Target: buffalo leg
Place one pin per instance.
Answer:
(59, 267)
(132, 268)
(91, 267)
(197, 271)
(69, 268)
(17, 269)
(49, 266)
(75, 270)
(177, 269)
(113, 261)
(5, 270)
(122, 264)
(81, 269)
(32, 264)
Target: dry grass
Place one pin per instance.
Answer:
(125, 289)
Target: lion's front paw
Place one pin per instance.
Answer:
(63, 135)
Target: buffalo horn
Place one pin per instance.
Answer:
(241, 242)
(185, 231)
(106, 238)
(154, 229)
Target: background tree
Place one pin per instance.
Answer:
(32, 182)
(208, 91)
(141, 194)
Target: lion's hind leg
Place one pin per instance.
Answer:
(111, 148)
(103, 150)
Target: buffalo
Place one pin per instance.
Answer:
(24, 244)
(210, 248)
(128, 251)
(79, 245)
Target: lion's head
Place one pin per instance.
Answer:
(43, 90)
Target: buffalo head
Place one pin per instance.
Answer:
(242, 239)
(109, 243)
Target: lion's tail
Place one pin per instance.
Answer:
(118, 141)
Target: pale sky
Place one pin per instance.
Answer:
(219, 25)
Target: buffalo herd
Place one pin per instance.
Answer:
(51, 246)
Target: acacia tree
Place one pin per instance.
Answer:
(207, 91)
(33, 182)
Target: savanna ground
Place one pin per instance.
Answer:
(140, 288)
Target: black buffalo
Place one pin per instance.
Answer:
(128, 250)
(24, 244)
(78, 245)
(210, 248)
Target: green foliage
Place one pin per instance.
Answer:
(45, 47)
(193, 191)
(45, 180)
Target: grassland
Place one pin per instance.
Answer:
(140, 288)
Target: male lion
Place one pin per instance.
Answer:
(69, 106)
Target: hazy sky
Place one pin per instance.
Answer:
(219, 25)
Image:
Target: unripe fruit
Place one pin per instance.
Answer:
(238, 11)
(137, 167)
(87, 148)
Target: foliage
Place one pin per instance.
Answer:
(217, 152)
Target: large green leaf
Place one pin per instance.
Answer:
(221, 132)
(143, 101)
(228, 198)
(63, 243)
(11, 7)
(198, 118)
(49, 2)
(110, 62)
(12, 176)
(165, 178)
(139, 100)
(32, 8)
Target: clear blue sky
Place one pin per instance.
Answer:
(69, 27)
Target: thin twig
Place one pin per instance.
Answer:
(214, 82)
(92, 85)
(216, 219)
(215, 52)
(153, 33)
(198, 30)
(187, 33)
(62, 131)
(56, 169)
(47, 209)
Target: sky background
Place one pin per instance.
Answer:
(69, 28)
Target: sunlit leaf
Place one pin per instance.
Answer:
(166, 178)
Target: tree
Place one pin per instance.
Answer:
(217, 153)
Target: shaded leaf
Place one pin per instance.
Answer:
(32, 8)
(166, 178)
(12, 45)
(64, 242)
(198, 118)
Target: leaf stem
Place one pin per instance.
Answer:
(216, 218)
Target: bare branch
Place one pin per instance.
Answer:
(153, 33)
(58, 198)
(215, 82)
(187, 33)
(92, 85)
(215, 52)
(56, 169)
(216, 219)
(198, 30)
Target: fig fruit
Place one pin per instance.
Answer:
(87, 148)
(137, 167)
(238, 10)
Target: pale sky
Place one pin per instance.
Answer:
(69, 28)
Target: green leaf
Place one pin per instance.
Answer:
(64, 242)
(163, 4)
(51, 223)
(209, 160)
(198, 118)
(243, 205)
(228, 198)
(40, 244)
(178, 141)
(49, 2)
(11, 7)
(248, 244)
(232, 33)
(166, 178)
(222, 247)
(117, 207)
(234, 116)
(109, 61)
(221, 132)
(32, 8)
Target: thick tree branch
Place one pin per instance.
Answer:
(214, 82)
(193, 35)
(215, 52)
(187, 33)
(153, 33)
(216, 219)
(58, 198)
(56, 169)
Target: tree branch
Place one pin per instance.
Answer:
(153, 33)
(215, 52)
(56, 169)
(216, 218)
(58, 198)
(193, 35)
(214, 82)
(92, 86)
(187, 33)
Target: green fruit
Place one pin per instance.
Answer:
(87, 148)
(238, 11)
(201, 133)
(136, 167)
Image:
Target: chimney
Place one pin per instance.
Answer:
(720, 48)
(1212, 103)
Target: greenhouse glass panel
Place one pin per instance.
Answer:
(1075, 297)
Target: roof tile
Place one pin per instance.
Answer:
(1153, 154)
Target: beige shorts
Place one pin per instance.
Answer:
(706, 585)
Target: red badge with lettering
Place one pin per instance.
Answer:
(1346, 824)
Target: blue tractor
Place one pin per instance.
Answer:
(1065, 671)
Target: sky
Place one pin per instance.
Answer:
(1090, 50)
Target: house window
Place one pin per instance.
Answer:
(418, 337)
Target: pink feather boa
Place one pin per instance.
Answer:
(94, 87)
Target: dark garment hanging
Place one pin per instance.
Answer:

Aim
Set down, unchanged, the line that contains "Target: bare branch" together with every later line in the records, through the last one.

Answer in full
Target: bare branch
Place one pin per instance.
Answer:
(153, 33)
(58, 198)
(215, 82)
(187, 33)
(92, 85)
(215, 52)
(56, 169)
(216, 219)
(198, 30)
Target: fig fruit
Place one pin per instance.
Answer:
(87, 148)
(137, 167)
(238, 10)
Target: pale sky
Place one pin per instance.
Answer:
(69, 28)
Target: green leaf
Place one pin per instance.
Answer:
(64, 242)
(163, 4)
(51, 223)
(209, 160)
(198, 118)
(243, 205)
(228, 198)
(40, 244)
(178, 141)
(49, 2)
(11, 7)
(248, 244)
(232, 33)
(166, 178)
(222, 247)
(117, 207)
(234, 116)
(109, 61)
(221, 132)
(32, 8)
Target: thick tree branch
Place one pin per instance.
Answer:
(214, 82)
(193, 35)
(215, 52)
(187, 33)
(153, 33)
(216, 219)
(58, 198)
(56, 169)
Target: tree branch
Place one pin per instance.
Answer:
(153, 33)
(215, 52)
(56, 169)
(216, 218)
(58, 198)
(193, 35)
(214, 82)
(92, 86)
(187, 33)
Target: green fruit
Place one pin per instance.
Answer:
(87, 148)
(238, 11)
(201, 133)
(136, 167)
Image:
Target: chimney
Place one pin per instance.
Answer:
(720, 48)
(1212, 103)
Target: greenhouse glass panel
Place one pin per instance.
Answer:
(1075, 297)
Target: roof tile
Place one pin per instance.
Answer:
(1153, 154)
Target: beige shorts
Place one pin per instance.
Answer:
(706, 585)
Target: red badge with lettering
Place one pin per instance.
Answer:
(1346, 824)
Target: blue tractor
Place one pin per instance.
Answer:
(1065, 671)
Target: sky
Place one pin per instance.
Answer:
(1090, 50)
Target: house window
Place one pin per instance.
Answer:
(418, 337)
Target: pink feather boa
Place one pin per instance.
Answer:
(94, 87)
Target: dark garment hanging
Place one pin per instance.
Answer:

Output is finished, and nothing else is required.